── Records ──

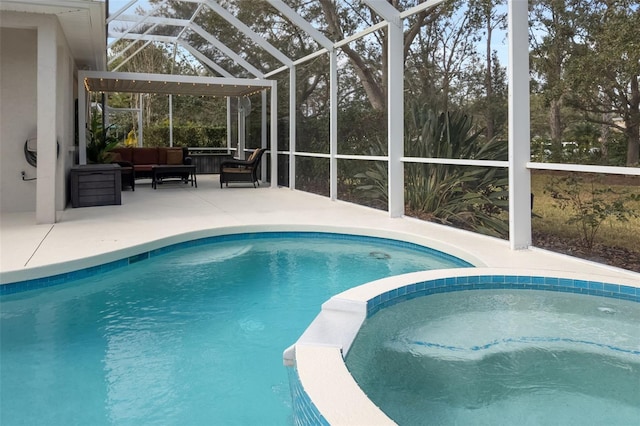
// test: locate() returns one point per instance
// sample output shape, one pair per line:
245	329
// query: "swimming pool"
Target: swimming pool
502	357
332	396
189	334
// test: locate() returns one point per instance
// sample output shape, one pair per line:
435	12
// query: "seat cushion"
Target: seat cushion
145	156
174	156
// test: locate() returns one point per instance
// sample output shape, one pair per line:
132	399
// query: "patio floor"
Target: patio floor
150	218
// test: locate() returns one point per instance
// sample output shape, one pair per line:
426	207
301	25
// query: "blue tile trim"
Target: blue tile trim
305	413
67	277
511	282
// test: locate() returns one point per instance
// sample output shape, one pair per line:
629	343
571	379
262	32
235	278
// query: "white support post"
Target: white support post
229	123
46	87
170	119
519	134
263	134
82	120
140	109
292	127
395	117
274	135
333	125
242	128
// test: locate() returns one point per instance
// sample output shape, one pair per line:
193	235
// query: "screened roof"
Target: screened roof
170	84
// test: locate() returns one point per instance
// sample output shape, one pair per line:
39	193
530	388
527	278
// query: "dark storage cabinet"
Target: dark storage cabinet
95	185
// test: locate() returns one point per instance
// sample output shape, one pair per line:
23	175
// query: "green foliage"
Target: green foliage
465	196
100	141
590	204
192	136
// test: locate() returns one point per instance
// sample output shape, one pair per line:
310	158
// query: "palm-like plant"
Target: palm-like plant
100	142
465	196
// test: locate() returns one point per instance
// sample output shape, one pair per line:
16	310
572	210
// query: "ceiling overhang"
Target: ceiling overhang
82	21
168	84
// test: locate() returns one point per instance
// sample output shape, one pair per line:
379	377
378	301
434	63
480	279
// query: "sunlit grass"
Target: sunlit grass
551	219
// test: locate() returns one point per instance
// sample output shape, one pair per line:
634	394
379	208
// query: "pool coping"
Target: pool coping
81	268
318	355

───

**Problem statement:** Reproduce each line exactly as it appears, omitting the pictures.

**Solution to this exercise:**
// test: locate() returns one point per instance
// sample output shape, one pair per line:
245	329
// query: "swimming pool"
Target: swimming pool
502	357
332	396
189	334
// test: locate() returns one point per instance
// sample output shape, one pair per line:
435	12
// query: "seat cushion"
Target: seat cushion
145	156
174	156
// test: locate() returns one point per instance
// sample output shape, one pair per line:
132	399
// query: "patio floor"
Target: patio floor
150	218
// test: locate() returns one point per instance
// sample output shape, one pair per line:
426	207
301	25
// query: "blue tile trim"
Target: blue tile trim
305	413
67	277
511	282
// test: locate() returns one point per instance
// sample output shape, one pair per line:
629	343
571	379
262	32
235	278
// query: "white support post"
Target: white support post
229	123
46	87
170	119
519	134
263	134
82	120
140	109
292	127
395	117
274	135
333	125
242	128
// test: locate() returns one point per instance
// sample output shape, one pair per line:
193	235
// query: "screened roof"
Target: screened roof
170	84
// test: locate() returns one point per instance
// sample output shape, one pair per line:
39	193
530	388
527	278
// query: "dark storage cabinet"
Target: dark storage cabinet
95	185
// test: locate() returns one point per instance
// sample output shape, one pair per line:
23	175
// query: "green foliage"
Target: green foliage
465	196
100	141
590	204
192	136
// test: locate() returns one point per instance
// sample output shape, one pair per line:
310	158
// query: "palm-like plant"
Target: palm-like plant
100	142
465	196
// test: locate() returns one point per instance
// sample output shape, one pair per line:
16	310
572	210
// query: "ceiling overhang"
Target: ceiling overhang
82	21
168	84
// test: locate() returns one point per instance
// sample output shape, one pair per line:
379	377
378	301
434	63
480	279
// query: "sunlit grass"
Target: sunlit grass
551	219
// test: locate() returns one point per instance
// sample output shape, one pair per line:
634	394
379	208
// query: "pool coping"
Target: pool coping
81	268
318	355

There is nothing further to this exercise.